[Lines of data]
- - -
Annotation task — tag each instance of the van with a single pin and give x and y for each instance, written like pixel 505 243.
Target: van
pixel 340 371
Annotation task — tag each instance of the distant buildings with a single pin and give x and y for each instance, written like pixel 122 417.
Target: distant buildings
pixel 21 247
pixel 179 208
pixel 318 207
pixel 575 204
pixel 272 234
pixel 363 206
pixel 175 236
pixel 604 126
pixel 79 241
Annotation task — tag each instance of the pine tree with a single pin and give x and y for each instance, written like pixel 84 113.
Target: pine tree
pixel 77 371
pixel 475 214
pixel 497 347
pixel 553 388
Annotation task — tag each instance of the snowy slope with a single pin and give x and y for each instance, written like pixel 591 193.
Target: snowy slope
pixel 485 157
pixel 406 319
- - -
Task instructions → Rewrite the records starting at the first line and ending at the line that contains "pixel 340 371", substituting "single marker" for "single pin" and leaving everything else unchanged.

Written answer →
Annotation task — tag each instance of the van with a single marker and give x and y for each instance, written like pixel 505 243.
Target: van
pixel 340 371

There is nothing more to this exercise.